- _Extracted records_:
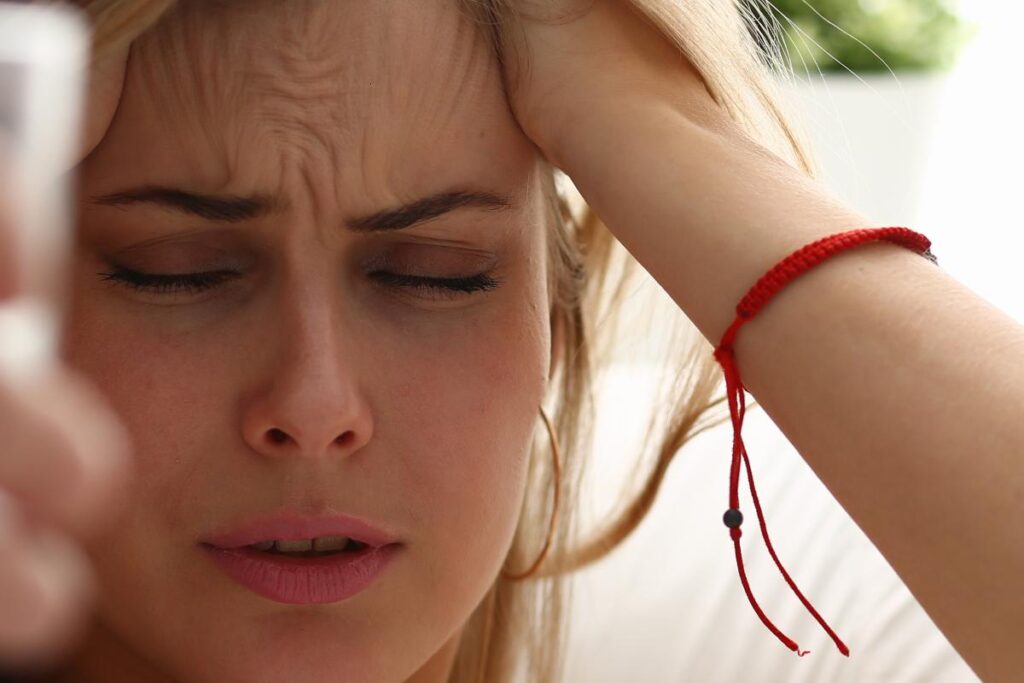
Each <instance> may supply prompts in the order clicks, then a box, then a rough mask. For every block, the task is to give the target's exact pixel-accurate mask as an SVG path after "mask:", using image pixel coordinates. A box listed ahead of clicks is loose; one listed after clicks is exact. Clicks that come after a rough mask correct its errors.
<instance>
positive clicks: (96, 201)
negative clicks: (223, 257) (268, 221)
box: [92, 185, 278, 223]
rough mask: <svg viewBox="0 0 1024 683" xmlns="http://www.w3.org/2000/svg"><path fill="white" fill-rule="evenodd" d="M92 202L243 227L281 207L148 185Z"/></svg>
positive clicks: (258, 198) (237, 198)
mask: <svg viewBox="0 0 1024 683" xmlns="http://www.w3.org/2000/svg"><path fill="white" fill-rule="evenodd" d="M92 201H93V202H94V203H96V204H100V205H103V206H115V207H123V206H129V205H133V204H154V205H156V206H159V207H162V208H165V209H171V210H172V211H178V212H180V213H184V214H188V215H193V216H198V217H199V218H205V219H207V220H215V221H221V222H226V223H240V222H243V221H246V220H252V219H253V218H259V217H260V216H264V215H266V214H267V213H270V212H271V211H273V210H274V209H275V208H276V206H278V205H276V202H274V201H273V200H272V199H271V198H269V197H266V196H262V195H258V196H253V197H239V196H237V195H223V196H215V195H201V194H199V193H189V191H186V190H183V189H177V188H175V187H162V186H159V185H144V186H142V187H135V188H132V189H126V190H124V191H120V193H113V194H111V195H103V196H100V197H94V198H93V199H92Z"/></svg>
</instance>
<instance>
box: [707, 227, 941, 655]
mask: <svg viewBox="0 0 1024 683" xmlns="http://www.w3.org/2000/svg"><path fill="white" fill-rule="evenodd" d="M877 240H886V241H888V242H892V243H894V244H897V245H900V246H902V247H906V248H907V249H912V250H913V251H915V252H918V253H920V254H921V255H922V256H924V257H925V258H927V259H929V260H930V261H932V262H933V263H935V264H936V265H938V264H939V262H938V259H936V258H935V255H934V254H932V252H931V250H930V247H931V246H932V243H931V241H930V240H929V239H928V238H926V237H925V236H924V234H921V233H920V232H914V231H913V230H910V229H908V228H905V227H877V228H867V229H857V230H850V231H848V232H839V233H837V234H831V236H828V237H826V238H822V239H821V240H817V241H815V242H812V243H811V244H809V245H806V246H804V247H801V248H800V249H798V250H797V251H795V252H794V253H792V254H790V255H788V256H786V257H785V258H783V259H782V260H781V261H779V262H778V263H776V264H775V265H774V266H773V267H772V268H771V270H769V271H768V272H767V273H765V274H764V275H763V276H762V278H761V280H759V281H758V282H757V284H755V285H754V287H752V288H751V290H750V291H749V292H748V293H746V295H745V296H744V297H743V298H742V299H741V300H740V301H739V303H738V304H737V305H736V313H737V315H736V319H735V321H733V323H732V325H731V326H729V329H728V330H726V331H725V334H724V335H723V336H722V342H721V343H720V344H719V345H718V347H717V348H716V349H715V358H716V359H717V360H718V361H719V364H720V365H721V366H722V370H723V371H724V372H725V388H726V394H727V396H728V399H729V413H730V415H731V417H732V433H733V440H732V470H731V471H730V475H729V509H728V510H726V512H725V515H724V516H723V518H722V519H723V521H724V522H725V525H726V526H728V527H729V536H730V537H731V538H732V544H733V546H734V547H735V550H736V566H737V567H738V569H739V580H740V581H741V582H742V584H743V590H744V591H745V592H746V598H748V599H749V600H750V601H751V605H752V606H753V607H754V611H756V612H757V613H758V616H760V617H761V621H762V622H763V623H764V625H765V626H766V627H768V629H769V630H770V631H771V632H772V633H774V634H775V635H776V636H777V637H778V639H779V640H781V641H782V643H783V644H784V645H785V646H786V647H788V648H790V649H791V650H794V651H795V652H797V654H798V655H799V656H804V655H805V654H807V653H808V652H810V650H803V651H801V650H800V648H799V647H798V645H797V643H795V642H794V641H793V640H791V639H790V638H787V637H786V636H785V635H783V634H782V633H781V632H780V631H779V630H778V629H777V628H775V625H774V624H772V623H771V621H770V620H769V618H768V617H767V616H765V613H764V612H763V611H762V610H761V607H760V606H759V605H758V603H757V601H756V600H755V599H754V594H753V593H751V587H750V585H749V584H748V583H746V573H745V572H744V571H743V557H742V555H741V554H740V552H739V537H740V536H741V535H742V532H741V531H740V529H739V525H740V524H741V523H742V522H743V515H742V514H741V513H740V512H739V458H740V457H742V459H743V464H744V465H745V466H746V479H748V481H749V483H750V485H751V498H753V499H754V509H755V510H756V511H757V513H758V521H760V523H761V535H762V536H763V537H764V540H765V545H766V546H767V547H768V552H769V553H770V554H771V557H772V559H773V560H775V565H776V566H778V569H779V571H781V572H782V577H783V578H784V579H785V582H786V583H787V584H790V588H792V589H793V591H794V592H795V593H796V594H797V597H799V598H800V601H801V602H803V603H804V606H805V607H807V609H809V610H810V612H811V613H812V614H813V615H814V618H816V620H817V621H818V623H819V624H820V625H821V627H822V628H823V629H824V630H825V631H826V632H828V635H829V636H831V639H833V640H834V641H835V642H836V646H837V647H839V650H840V652H842V653H843V654H845V655H846V656H850V648H848V647H847V646H846V644H845V643H843V641H842V640H840V639H839V636H837V635H836V633H835V632H834V631H833V630H831V629H830V628H828V625H827V624H825V623H824V620H822V618H821V616H820V615H819V614H818V612H817V610H815V609H814V607H813V606H812V605H811V603H810V602H808V600H807V598H805V597H804V594H803V593H801V592H800V589H798V588H797V586H796V584H794V583H793V580H792V579H791V578H790V574H788V573H786V571H785V569H783V568H782V564H781V562H779V561H778V557H777V556H776V555H775V550H774V549H773V548H772V546H771V541H770V540H769V539H768V527H767V526H766V525H765V521H764V516H763V515H762V514H761V504H760V503H759V502H758V493H757V489H756V488H755V487H754V473H753V471H752V470H751V461H750V459H749V458H748V457H746V447H745V446H744V445H743V440H742V438H741V437H740V431H741V430H742V427H743V413H744V410H745V405H744V403H743V390H744V387H743V383H742V382H741V381H740V379H739V370H738V369H737V368H736V364H735V358H734V352H733V348H732V344H733V340H734V339H735V338H736V331H737V330H739V328H740V326H742V325H743V323H745V322H746V321H749V319H751V318H752V317H754V316H755V315H757V313H758V311H760V310H761V309H762V308H764V306H765V304H766V303H768V301H769V300H770V299H771V298H772V297H773V296H775V294H777V293H778V291H779V290H780V289H782V288H783V287H785V286H786V285H788V284H790V283H791V282H793V281H794V280H795V279H797V278H798V276H800V274H801V273H803V272H805V271H807V270H810V269H811V268H813V267H814V266H816V265H818V264H819V263H821V262H822V261H824V260H825V259H827V258H829V257H830V256H835V255H836V254H838V253H839V252H841V251H844V250H846V249H851V248H853V247H856V246H858V245H861V244H864V243H865V242H873V241H877Z"/></svg>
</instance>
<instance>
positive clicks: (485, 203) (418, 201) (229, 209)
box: [92, 185, 513, 232]
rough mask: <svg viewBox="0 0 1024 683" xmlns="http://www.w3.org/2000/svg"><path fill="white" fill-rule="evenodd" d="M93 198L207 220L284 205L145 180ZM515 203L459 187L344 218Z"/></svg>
mask: <svg viewBox="0 0 1024 683" xmlns="http://www.w3.org/2000/svg"><path fill="white" fill-rule="evenodd" d="M92 201H93V202H94V203H96V204H99V205H103V206H114V207H124V206H130V205H134V204H152V205H156V206H159V207H162V208H165V209H170V210H172V211H177V212H180V213H183V214H187V215H193V216H197V217H199V218H204V219H206V220H214V221H221V222H244V221H247V220H252V219H254V218H259V217H261V216H264V215H266V214H268V213H270V212H273V211H276V210H279V209H280V208H281V207H282V203H281V202H279V201H276V200H275V199H274V198H271V197H267V196H265V195H254V196H247V197H242V196H237V195H203V194H199V193H191V191H187V190H183V189H178V188H175V187H164V186H159V185H145V186H142V187H136V188H132V189H127V190H123V191H118V193H112V194H110V195H102V196H99V197H94V198H92ZM512 206H513V202H512V200H511V199H510V198H509V197H508V196H505V195H499V194H496V193H489V191H479V190H470V189H457V190H452V191H444V193H438V194H436V195H431V196H430V197H425V198H423V199H419V200H416V201H414V202H411V203H409V204H404V205H402V206H399V207H395V208H391V209H385V210H384V211H378V212H375V213H372V214H369V215H366V216H360V217H357V218H352V219H349V220H347V221H346V223H345V226H346V227H347V228H348V229H349V230H351V231H353V232H386V231H393V230H401V229H406V228H409V227H412V226H414V225H418V224H420V223H423V222H426V221H429V220H432V219H434V218H437V217H439V216H442V215H444V214H446V213H450V212H452V211H455V210H456V209H460V208H463V207H475V208H481V209H486V210H490V211H503V210H506V209H510V208H512Z"/></svg>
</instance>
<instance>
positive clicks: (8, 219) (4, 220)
mask: <svg viewBox="0 0 1024 683" xmlns="http://www.w3.org/2000/svg"><path fill="white" fill-rule="evenodd" d="M3 144H4V140H3V135H2V131H0V305H2V302H3V301H4V300H5V299H11V298H13V297H14V295H15V294H16V293H17V280H18V279H17V272H18V271H17V268H18V264H17V254H18V252H17V244H16V243H15V242H14V240H15V238H16V234H15V233H14V226H13V225H12V224H11V219H12V218H11V217H12V215H13V210H12V207H11V204H10V198H9V196H8V194H7V189H6V188H7V184H8V182H7V177H8V176H9V172H8V170H7V167H6V163H7V162H6V158H5V156H4V150H3Z"/></svg>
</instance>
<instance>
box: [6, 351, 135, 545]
mask: <svg viewBox="0 0 1024 683" xmlns="http://www.w3.org/2000/svg"><path fill="white" fill-rule="evenodd" d="M0 435H3V446H2V450H3V452H2V454H0V487H5V488H7V489H8V490H9V492H10V493H11V494H12V495H13V496H14V497H15V498H16V499H17V500H18V502H19V503H20V504H22V505H23V506H24V509H25V510H26V511H27V513H28V514H29V515H30V517H31V518H32V519H34V520H41V521H42V522H44V523H49V524H52V525H53V526H56V527H59V528H61V529H65V530H67V531H68V532H70V533H72V535H73V536H75V537H76V538H79V539H84V538H86V537H87V536H89V535H91V533H93V532H95V530H96V529H97V528H98V527H99V526H100V525H102V524H104V523H105V522H106V521H108V520H109V519H110V517H111V516H112V515H114V514H116V512H117V511H118V508H119V507H120V503H121V502H122V501H123V500H124V499H125V498H126V496H125V493H126V490H127V484H128V480H129V479H130V474H131V472H130V468H131V463H130V443H129V439H128V436H127V433H126V431H125V430H124V428H123V427H122V426H121V424H120V422H119V421H118V420H117V417H116V415H115V414H114V413H113V411H112V410H111V408H110V405H109V404H108V403H106V401H105V399H104V398H103V397H102V396H101V394H100V393H99V391H98V390H96V389H94V388H93V387H91V385H89V384H88V383H87V382H86V381H85V380H83V379H82V378H79V377H77V376H76V375H75V374H74V373H71V372H68V371H62V370H58V371H53V372H51V373H48V374H47V375H45V376H44V377H42V378H40V379H39V380H37V381H36V382H35V383H34V384H33V385H31V386H22V387H20V388H19V389H18V390H17V391H16V392H15V391H14V389H13V387H12V386H11V385H9V384H5V383H4V382H3V378H0Z"/></svg>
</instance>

- _Your objective_: Please revise the lines from the first one up to and including the line with "negative clicks: (223, 257) (268, 221)", changing "rough mask" to "coarse mask" and leaving everything else unchanged. Omit the pictures from your answer.

- _Written reply_:
Each <instance> may supply prompts in the order clicks, then a box, then a coarse mask. For every block, the task is to give the target's exact pixel-accurate mask as an SVG path after "mask:", using image pixel coordinates. A box listed ahead of clicks is loose; one listed after clicks is exact. Clicks that come after a coarse mask correct its errors.
<instance>
positive clicks: (96, 201)
negative clicks: (223, 257) (268, 221)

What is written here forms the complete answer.